(Dataset rows)

>>>>>

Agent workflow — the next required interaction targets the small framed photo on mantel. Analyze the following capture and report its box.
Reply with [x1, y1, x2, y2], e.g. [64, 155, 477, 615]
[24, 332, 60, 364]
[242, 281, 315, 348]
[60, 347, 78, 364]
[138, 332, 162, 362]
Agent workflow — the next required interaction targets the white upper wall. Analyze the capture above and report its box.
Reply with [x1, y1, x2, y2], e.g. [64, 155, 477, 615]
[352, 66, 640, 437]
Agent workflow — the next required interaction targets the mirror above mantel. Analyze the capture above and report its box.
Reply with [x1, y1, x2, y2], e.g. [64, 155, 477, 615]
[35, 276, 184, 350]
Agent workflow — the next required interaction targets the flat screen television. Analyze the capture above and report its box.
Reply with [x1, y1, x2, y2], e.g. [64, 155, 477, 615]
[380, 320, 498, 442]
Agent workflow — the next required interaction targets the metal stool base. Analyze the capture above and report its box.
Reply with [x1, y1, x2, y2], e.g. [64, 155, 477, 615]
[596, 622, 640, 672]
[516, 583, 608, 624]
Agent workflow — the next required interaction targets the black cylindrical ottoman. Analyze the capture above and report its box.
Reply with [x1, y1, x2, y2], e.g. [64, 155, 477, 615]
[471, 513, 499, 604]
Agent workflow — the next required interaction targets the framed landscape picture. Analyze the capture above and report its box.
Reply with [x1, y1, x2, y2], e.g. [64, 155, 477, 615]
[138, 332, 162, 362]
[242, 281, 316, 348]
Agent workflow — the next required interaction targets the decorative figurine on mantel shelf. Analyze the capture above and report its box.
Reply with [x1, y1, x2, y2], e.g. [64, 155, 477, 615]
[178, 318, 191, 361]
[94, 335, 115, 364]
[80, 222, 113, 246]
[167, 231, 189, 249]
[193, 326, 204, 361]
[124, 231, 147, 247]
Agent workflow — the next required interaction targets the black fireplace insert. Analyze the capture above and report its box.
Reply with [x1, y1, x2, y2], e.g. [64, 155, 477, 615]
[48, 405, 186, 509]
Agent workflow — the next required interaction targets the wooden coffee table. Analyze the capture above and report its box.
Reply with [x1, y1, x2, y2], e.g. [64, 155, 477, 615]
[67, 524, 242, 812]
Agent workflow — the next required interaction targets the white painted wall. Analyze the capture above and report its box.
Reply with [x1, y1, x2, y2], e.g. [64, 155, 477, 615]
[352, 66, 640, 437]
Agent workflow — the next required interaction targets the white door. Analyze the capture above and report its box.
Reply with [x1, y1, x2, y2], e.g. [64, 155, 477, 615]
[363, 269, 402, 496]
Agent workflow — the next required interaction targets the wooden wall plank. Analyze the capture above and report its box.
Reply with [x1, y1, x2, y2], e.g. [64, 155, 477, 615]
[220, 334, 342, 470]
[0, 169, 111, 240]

<<<<<

▸ PROMPT: Render every line of the records above as a JSON array of strings, one string per line, leaving out any blank lines.

▸ ANSWER:
[
  "Agent workflow — the next required interaction targets the small framed photo on mantel. Analyze the following capture and report its box.",
  "Reply with [x1, y1, x2, y2], e.g. [64, 155, 477, 615]",
  "[24, 332, 60, 364]",
  "[242, 281, 315, 348]",
  "[60, 347, 78, 364]",
  "[138, 332, 162, 362]",
  "Agent workflow — the next required interaction targets the white upper wall. Analyze the capture above and report its box.",
  "Reply with [x1, y1, x2, y2], e.g. [64, 155, 477, 615]",
  "[352, 66, 640, 437]",
  "Agent workflow — the next required interaction targets the mirror above mantel. Analyze the capture above and report its box.",
  "Reply with [x1, y1, x2, y2], e.g. [64, 155, 477, 615]",
  "[35, 276, 184, 350]",
  "Agent workflow — the next required interaction targets the flat screen television. Analyze the capture above and report its box.",
  "Reply with [x1, y1, x2, y2], e.g. [64, 155, 477, 615]",
  "[380, 320, 498, 442]",
  "Agent workflow — the next required interaction targets the metal stool base. Analyze the capture above and report its box.",
  "Reply with [x1, y1, x2, y2], e.g. [64, 155, 477, 615]",
  "[596, 622, 640, 672]",
  "[516, 583, 608, 624]",
  "Agent workflow — the next required interaction targets the black cylindrical ottoman. Analyze the capture above and report its box.",
  "Reply with [x1, y1, x2, y2], e.g. [64, 155, 477, 615]",
  "[471, 513, 499, 604]",
  "Agent workflow — the next required interaction targets the framed landscape picture. Analyze the capture above and report its box.",
  "Reply with [x1, y1, x2, y2], e.g. [64, 155, 477, 615]",
  "[138, 332, 162, 362]",
  "[242, 281, 316, 348]",
  "Agent workflow — the next required interaction targets the decorative figurine on mantel shelf. Analyze the capture above and report its box.",
  "Reply with [x1, y1, x2, y2], e.g. [64, 155, 477, 615]",
  "[178, 318, 191, 361]",
  "[94, 335, 115, 364]",
  "[80, 222, 113, 246]",
  "[167, 231, 189, 249]",
  "[193, 326, 204, 361]",
  "[124, 231, 147, 247]",
  "Agent workflow — the next required interaction targets the black fireplace insert. Analyze the capture above and report its box.",
  "Reply with [x1, y1, x2, y2], e.g. [64, 155, 477, 615]",
  "[48, 405, 186, 509]",
  "Agent workflow — the next required interaction targets the wooden coffee table. Analyze the capture above and report its box.",
  "Reply with [x1, y1, x2, y2], e.g. [64, 155, 477, 615]",
  "[67, 524, 242, 812]",
  "Agent workflow — the next required interaction targets the white painted wall. Analyze the capture above and report its box.",
  "Reply with [x1, y1, x2, y2], e.g. [64, 155, 477, 615]",
  "[352, 66, 640, 437]",
  "Agent workflow — the next required interaction targets the white door. Analyze the capture above and report its box.",
  "Reply with [x1, y1, x2, y2], e.g. [64, 155, 477, 615]",
  "[363, 269, 402, 496]",
  "Agent workflow — the next required interaction targets the wooden wall plank. Analyze the capture above and report its box.",
  "Reply with [x1, y1, x2, y2], e.g. [64, 155, 477, 615]",
  "[220, 334, 342, 470]",
  "[0, 169, 111, 240]"
]